* [TASK]: Within the listing, how many lines include "below"? Please answer with a bare number.
====
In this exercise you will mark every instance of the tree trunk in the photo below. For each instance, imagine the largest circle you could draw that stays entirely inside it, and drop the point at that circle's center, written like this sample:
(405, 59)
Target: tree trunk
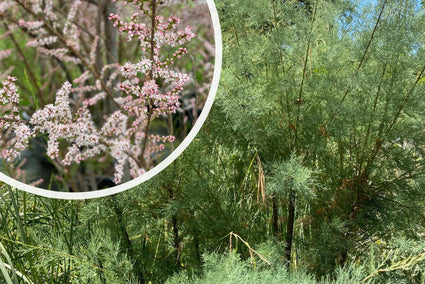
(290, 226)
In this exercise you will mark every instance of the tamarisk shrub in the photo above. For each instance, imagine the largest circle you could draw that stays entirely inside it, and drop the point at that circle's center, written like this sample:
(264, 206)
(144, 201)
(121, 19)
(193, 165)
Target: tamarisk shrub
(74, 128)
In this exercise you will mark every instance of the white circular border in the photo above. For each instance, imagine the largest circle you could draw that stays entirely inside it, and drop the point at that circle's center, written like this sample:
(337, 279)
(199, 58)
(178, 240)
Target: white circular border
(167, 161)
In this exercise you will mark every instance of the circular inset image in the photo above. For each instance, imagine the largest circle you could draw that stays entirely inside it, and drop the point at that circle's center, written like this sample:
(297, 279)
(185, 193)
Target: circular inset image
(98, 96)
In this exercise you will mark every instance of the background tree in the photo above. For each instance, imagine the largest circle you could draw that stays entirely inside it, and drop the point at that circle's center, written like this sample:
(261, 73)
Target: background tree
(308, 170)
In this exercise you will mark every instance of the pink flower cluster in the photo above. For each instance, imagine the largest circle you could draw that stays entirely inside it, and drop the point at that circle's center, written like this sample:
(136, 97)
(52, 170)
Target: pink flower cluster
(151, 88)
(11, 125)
====
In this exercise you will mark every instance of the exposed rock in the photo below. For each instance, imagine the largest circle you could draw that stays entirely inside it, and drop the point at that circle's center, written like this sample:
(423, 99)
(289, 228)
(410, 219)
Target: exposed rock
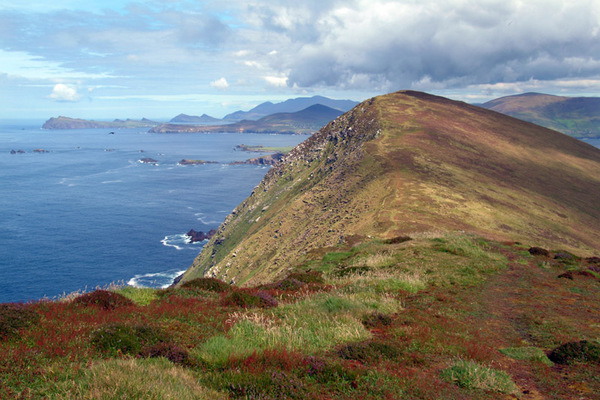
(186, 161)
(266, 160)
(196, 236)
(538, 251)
====
* [RESULT FOR THIS EXERCISE]: 2